--- BEGIN ---

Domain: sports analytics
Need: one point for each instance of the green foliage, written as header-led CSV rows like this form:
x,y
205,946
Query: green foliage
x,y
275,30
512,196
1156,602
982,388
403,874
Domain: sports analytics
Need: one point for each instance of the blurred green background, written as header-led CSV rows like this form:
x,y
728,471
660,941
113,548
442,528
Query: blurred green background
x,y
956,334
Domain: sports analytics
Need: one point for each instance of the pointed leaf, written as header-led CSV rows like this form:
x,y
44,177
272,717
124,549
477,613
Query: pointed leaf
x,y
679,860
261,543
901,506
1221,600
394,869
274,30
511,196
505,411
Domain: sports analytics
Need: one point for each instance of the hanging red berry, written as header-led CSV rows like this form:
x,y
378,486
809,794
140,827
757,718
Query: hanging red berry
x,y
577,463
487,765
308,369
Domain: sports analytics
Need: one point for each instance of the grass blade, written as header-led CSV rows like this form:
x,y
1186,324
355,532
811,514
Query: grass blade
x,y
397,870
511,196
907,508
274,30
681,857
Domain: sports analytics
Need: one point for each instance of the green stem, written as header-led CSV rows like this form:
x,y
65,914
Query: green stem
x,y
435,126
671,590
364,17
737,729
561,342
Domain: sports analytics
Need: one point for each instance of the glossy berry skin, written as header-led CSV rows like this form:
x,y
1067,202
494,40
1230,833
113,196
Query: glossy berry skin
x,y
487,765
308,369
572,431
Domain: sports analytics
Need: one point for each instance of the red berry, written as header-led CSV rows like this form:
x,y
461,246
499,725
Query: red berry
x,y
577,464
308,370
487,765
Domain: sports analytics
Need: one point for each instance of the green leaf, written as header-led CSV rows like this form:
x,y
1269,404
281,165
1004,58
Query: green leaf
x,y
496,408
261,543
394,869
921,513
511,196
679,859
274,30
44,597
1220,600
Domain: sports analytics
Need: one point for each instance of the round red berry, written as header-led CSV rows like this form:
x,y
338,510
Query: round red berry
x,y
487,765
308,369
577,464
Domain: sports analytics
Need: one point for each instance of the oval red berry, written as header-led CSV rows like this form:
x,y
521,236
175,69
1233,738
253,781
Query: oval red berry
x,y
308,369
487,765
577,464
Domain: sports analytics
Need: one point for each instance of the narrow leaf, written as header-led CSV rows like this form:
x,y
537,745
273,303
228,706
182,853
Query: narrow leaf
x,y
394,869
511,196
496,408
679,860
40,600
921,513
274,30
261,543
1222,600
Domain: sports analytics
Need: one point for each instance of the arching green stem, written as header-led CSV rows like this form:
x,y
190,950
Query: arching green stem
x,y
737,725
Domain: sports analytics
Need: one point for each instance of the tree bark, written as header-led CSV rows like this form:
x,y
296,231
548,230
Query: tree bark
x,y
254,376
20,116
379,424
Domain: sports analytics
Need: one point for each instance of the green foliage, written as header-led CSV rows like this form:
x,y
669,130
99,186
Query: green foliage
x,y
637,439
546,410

--- END ---

Exercise task: Please copy out each record, character for character.

Solution below:
Domain: sports analytics
Need: one point for each instance of the green foliage, written as header-led CSV rows like this form:
x,y
205,946
Query: green foliage
x,y
275,30
512,196
1156,602
982,388
403,874
Domain: sports analytics
Need: one point for each instance of the blurred green background, written as header-led CSV rows like this form:
x,y
728,471
660,941
113,548
442,528
Query: blurred green background
x,y
956,334
Domain: sports analytics
Need: one point for each instance of the pointed leaf, written as header-led CSV rows like this form:
x,y
44,177
272,717
124,549
477,613
Query: pointed leaf
x,y
679,860
261,543
901,506
1221,600
394,869
274,30
511,196
505,411
Domain: sports analytics
Need: one point for each instance of the hanging red berry, written as header-led CSV rows like this form:
x,y
378,486
809,794
140,827
757,718
Query: hanging red berry
x,y
577,463
487,765
308,369
Domain: sports analytics
Need: one point for each instance of the grass blade, written as header-led CSV rows like this form:
x,y
1186,324
355,532
811,514
Query: grass blade
x,y
397,870
511,196
907,508
274,30
681,857
Domain: sports analytics
Need: one point for each instance of the green stem, written as header-led CSV rows like this form:
x,y
65,914
Query: green stem
x,y
435,126
671,590
364,17
737,729
561,342
Domain: sports analytics
Need: one point for each instance of the glossy berry skin, written as header-led CSV rows like this form:
x,y
1067,202
494,40
1230,833
113,196
Query: glossy berry skin
x,y
487,765
308,369
572,431
Domain: sports analytics
Need: one point for each instance of the red berry, written as header-led CSV rows like this form:
x,y
461,246
499,725
Query: red berry
x,y
577,464
308,370
487,765
Domain: sports analytics
Need: one point for each instance of the green leaf, written as header-led CSV rows like this form:
x,y
1269,404
281,165
1004,58
Query: green leaf
x,y
496,408
261,543
394,869
921,513
511,196
679,859
274,30
44,597
1220,600
Domain: sports analytics
Need: one point for each instance of the round red berry, written as header-led CSV rows like this form:
x,y
338,510
Query: round red berry
x,y
487,765
308,369
577,464
Domain: sports analytics
Need: one point for each instance of the oval red berry, written as header-led CSV rows like this form:
x,y
521,236
175,69
1233,738
253,781
Query: oval red berry
x,y
308,369
487,765
577,464
Domain: sports analytics
Need: one point for each instance of the narrow leaf, written as header-led CSV rows like this form:
x,y
537,745
273,303
228,706
182,853
Query: narrow leaf
x,y
394,869
511,196
496,408
679,860
40,600
921,513
274,30
261,543
1222,600
Domain: sports analytics
Need: one point for each instance of the arching green stem, written as header-led CSV rows like this form:
x,y
190,950
Query: arching green stem
x,y
737,725
Domain: sports analytics
Need: one point for each instance of the tree bark, written as header-led CSV rows like this form:
x,y
296,231
548,230
Query: tree bark
x,y
254,376
20,116
379,424
Domain: sports analytics
Need: one point for each instance of the green foliage, written as header-led CSV rows like this form:
x,y
669,130
99,186
Query: green foliage
x,y
637,439
546,410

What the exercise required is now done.